▶ [BRIEF 1]
In the comments on Connexion by Boeing, what per-flight price did Boeing want to charge?
▶ [BRIEF 2]
Translate this sentence from the Connexion by Boeing comments into Spanish: "I also do not think that it will be very easy to duplicate Boeing's supporting technology."
▶ [BRIEF 3]
Extend the comments on Connexion by Boeing beyond their final sentence, keeping the same voice.

I also do not think that it will be very easy to duplicate Boeing's supporting technology.

Regards,

Don Turnblade

Posted by: Don Turnblade at August 17, 2006 05:29 PM

Boeing wanted to charge $9.95 per hour, or $26.95 per flight; Google, Yahoo, and even -- gasp! -- maybe AOL have figured out ways to make money by giving away their primary consumer product. I;ve never been on a flight that offered Connexion by Boeing, but there's little likelihood that I'd have paid that kind of money to surf en-route. Read advertising aimed at the "travels with a Wi-Fi laptop" demographic in order to do so for free, much more likely; pay for the privilege, nope.

▶ [MATERIAL SUPPLIED]

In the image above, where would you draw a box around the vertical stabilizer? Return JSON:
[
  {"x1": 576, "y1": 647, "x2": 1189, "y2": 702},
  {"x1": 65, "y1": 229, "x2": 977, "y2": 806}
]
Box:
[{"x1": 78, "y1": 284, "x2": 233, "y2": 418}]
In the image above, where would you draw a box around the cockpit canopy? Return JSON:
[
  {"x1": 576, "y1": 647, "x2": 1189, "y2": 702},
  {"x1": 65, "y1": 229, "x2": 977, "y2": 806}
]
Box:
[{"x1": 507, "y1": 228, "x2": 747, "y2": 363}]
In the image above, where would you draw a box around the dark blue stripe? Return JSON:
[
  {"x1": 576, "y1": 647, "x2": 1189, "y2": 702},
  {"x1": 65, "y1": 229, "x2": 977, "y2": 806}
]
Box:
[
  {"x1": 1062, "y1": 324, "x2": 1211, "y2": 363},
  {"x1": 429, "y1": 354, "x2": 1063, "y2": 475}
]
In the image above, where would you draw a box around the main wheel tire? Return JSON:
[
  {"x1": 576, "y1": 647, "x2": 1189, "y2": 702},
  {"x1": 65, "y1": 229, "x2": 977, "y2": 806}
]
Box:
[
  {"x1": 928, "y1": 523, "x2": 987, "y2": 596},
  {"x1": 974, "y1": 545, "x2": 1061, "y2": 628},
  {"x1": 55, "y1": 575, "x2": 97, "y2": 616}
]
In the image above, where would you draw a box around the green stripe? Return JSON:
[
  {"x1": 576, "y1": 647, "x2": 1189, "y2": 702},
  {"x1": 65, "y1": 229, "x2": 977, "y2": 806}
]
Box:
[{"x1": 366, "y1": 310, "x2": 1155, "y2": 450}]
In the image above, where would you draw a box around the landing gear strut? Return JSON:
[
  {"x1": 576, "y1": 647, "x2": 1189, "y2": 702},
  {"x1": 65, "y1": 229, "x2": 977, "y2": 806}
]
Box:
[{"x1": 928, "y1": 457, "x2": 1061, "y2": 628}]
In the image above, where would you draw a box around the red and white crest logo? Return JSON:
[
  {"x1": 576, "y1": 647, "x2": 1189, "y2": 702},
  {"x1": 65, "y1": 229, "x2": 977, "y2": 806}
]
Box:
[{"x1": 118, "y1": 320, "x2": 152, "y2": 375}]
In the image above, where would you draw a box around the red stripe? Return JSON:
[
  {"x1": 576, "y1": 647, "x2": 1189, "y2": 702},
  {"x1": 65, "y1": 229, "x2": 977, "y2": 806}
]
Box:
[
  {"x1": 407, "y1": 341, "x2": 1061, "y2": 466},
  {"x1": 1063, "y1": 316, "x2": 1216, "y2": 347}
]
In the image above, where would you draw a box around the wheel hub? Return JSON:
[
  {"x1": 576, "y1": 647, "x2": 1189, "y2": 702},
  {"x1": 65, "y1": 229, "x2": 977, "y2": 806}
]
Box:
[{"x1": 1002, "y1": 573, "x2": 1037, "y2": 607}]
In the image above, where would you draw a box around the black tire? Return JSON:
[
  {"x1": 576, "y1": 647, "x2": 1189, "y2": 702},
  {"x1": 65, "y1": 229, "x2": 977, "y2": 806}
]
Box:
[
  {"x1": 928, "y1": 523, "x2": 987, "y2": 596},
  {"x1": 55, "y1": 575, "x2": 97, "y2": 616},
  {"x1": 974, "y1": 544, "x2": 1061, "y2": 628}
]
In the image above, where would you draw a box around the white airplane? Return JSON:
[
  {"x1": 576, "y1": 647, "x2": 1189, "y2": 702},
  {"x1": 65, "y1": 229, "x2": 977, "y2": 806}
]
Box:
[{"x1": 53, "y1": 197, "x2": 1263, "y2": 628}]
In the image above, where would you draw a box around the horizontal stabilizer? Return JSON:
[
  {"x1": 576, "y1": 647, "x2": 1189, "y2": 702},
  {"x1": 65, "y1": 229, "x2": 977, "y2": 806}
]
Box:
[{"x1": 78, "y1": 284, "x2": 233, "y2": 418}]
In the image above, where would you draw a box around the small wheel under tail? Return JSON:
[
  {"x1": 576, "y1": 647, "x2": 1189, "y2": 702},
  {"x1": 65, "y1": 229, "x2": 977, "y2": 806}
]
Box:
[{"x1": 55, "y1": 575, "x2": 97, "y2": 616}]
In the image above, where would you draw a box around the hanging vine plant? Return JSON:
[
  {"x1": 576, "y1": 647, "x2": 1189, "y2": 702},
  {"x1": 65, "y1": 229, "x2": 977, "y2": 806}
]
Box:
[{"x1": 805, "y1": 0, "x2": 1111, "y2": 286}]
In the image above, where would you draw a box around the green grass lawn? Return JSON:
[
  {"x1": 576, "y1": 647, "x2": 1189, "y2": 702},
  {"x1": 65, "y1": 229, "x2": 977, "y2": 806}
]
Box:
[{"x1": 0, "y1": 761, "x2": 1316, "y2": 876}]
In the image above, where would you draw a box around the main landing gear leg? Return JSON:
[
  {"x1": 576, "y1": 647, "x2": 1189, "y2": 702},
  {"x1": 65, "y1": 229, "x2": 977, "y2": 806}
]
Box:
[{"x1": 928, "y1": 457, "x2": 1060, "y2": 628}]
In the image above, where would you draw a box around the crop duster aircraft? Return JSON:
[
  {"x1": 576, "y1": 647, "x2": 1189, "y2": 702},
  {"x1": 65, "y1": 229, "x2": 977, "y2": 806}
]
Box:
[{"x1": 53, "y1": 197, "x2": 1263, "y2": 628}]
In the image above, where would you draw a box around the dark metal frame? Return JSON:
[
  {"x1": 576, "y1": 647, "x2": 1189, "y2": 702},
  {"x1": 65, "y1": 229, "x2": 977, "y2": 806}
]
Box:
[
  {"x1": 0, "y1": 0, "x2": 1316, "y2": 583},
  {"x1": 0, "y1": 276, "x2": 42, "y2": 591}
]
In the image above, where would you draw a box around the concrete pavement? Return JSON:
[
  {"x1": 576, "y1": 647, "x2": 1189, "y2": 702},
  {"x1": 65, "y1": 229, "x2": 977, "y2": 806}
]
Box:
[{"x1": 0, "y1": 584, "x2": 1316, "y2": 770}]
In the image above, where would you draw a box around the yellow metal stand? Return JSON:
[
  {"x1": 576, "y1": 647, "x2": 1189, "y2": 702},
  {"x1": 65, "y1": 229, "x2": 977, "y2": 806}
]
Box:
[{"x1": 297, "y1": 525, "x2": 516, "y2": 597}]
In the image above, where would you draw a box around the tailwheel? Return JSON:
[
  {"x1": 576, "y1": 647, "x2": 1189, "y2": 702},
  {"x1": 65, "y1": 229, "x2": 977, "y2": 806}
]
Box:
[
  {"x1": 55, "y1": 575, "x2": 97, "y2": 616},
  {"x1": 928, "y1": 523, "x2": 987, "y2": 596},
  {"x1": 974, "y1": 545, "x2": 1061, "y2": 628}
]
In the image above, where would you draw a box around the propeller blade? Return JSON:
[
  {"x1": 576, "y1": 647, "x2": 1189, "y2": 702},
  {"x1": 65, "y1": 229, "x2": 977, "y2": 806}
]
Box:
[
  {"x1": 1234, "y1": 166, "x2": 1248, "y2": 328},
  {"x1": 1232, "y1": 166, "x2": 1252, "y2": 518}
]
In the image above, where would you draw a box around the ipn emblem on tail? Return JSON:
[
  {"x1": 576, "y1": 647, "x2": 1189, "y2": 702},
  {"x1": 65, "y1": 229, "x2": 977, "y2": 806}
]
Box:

▶ [RIGHT ANSWER 1]
$26.95 per flight.

▶ [RIGHT ANSWER 2]
Tampoco creo que sea muy fácil duplicar la tecnología de apoyo de Boeing.

▶ [RIGHT ANSWER 3]
Posted by: Kevin Lewis at August 17, 2006 09:06 PM

I have used this service and found it invaluable. This is one of those few technologies (DVR, Cellphone, etc) that once you have used it, it becomes very difficult to go back to not having it. A case in point - on a flight this last spring from SFO to Frankfurt I was able to do my email and banking, watch the masters tounament on my DVR (thanks to slingbox) and make several phone calls using an IP softphone on my PC - all for $26.95. I turned what would have been dead time for me into a productive 11 hours esentially for $2.45 an hour. How can they not make this work!?!